Directions —
In the entries below, find the lines that include "water" and give their number as the whole reply.

BEGIN

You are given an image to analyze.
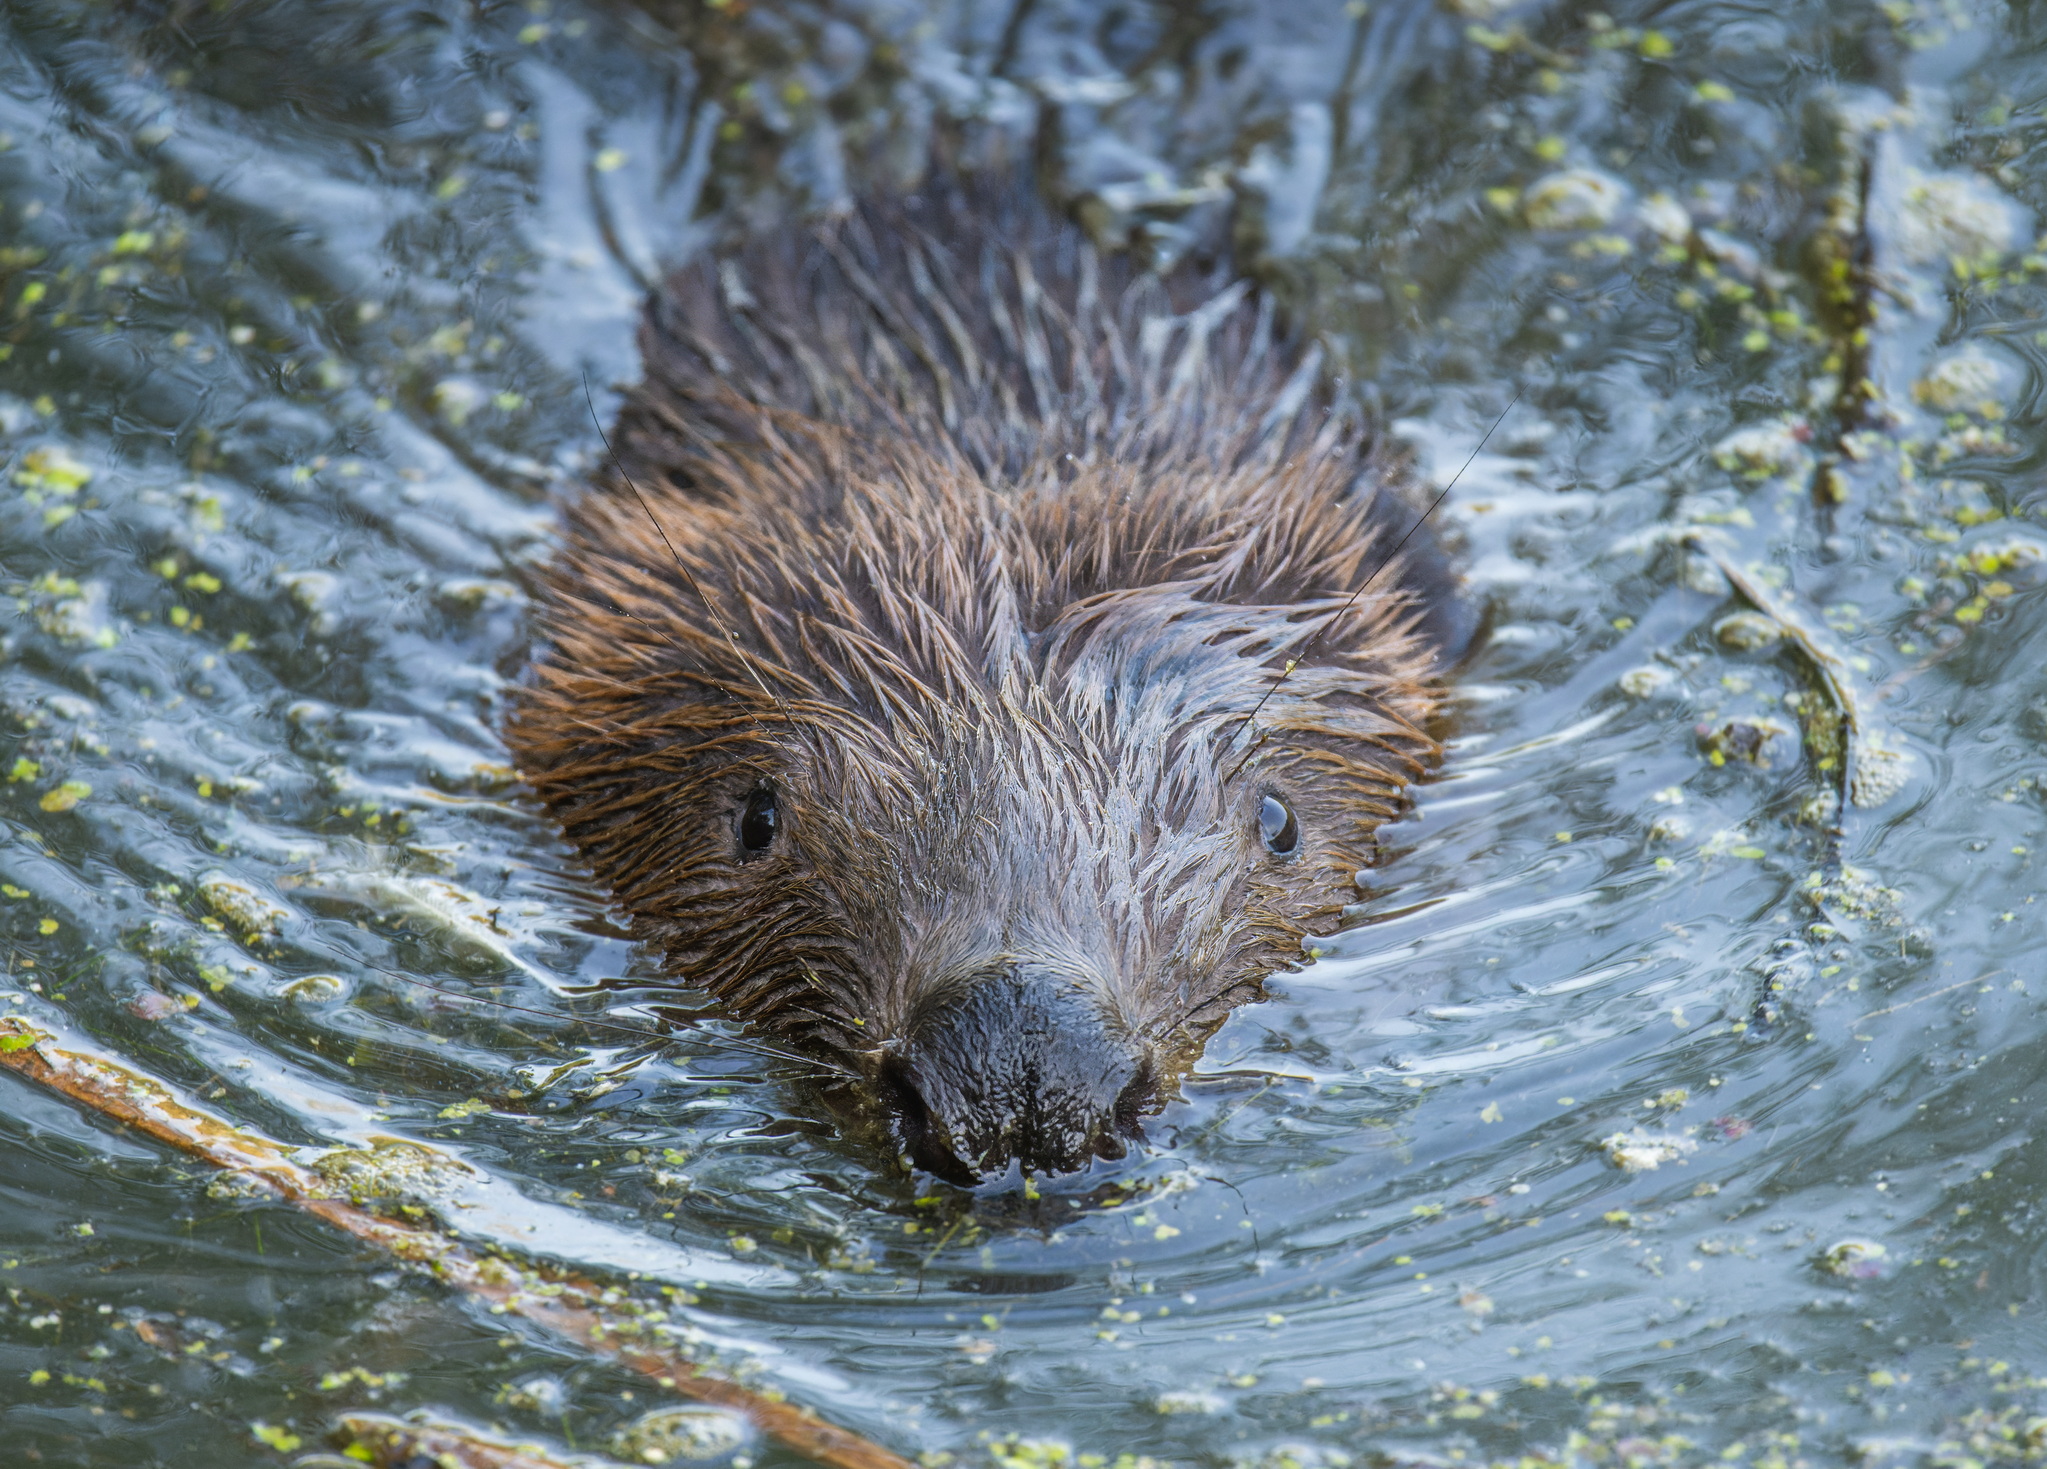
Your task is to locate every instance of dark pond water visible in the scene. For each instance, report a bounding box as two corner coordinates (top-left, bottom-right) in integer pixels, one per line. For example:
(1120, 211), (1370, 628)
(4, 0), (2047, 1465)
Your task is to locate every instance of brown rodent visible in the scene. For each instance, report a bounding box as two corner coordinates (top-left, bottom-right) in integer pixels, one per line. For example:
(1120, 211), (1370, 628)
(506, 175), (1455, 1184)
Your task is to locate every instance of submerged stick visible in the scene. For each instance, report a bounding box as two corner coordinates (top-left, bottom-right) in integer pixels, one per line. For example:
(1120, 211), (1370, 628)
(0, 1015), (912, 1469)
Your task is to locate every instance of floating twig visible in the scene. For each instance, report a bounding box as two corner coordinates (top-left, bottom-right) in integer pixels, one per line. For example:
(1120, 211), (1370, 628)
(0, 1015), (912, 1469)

END
BEGIN

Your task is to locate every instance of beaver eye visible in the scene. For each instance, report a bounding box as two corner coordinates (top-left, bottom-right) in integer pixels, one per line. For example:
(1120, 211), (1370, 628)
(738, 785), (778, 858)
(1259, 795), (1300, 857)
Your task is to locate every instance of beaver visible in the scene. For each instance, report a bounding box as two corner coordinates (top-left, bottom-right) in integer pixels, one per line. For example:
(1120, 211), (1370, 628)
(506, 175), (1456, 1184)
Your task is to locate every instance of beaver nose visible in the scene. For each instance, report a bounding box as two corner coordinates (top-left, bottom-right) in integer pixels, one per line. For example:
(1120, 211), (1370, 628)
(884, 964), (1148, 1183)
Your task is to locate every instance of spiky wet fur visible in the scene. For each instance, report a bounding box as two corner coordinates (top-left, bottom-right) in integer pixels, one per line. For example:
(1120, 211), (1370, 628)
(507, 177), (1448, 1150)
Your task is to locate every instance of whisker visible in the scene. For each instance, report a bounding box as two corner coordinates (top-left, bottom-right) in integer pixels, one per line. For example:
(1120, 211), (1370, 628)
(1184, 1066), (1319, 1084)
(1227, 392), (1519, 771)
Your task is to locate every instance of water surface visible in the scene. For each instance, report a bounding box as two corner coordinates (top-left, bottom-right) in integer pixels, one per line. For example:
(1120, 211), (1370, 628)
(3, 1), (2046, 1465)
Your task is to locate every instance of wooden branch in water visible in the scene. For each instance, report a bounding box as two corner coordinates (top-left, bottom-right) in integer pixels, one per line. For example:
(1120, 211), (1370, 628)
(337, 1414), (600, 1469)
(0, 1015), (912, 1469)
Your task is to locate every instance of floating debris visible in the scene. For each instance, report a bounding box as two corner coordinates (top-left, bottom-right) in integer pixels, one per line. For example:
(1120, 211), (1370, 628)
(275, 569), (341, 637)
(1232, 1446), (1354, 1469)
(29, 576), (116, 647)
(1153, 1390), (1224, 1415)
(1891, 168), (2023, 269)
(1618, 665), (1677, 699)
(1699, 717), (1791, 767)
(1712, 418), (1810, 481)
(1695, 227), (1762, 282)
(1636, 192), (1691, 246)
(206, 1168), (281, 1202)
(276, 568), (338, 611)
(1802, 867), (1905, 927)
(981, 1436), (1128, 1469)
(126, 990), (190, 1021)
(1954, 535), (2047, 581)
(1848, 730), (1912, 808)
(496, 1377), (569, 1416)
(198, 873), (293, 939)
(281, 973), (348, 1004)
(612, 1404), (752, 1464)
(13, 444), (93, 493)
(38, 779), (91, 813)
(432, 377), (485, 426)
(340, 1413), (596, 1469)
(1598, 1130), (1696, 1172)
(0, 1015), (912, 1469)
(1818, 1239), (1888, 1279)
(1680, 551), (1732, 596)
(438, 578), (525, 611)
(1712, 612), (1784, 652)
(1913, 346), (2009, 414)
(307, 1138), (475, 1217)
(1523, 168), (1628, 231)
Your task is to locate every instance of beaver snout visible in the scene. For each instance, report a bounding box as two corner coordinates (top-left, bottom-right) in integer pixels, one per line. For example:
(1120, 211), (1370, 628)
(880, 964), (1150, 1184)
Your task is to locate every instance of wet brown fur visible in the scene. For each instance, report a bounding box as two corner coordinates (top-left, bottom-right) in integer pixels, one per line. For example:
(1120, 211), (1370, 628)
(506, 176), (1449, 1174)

END

The completed task —
3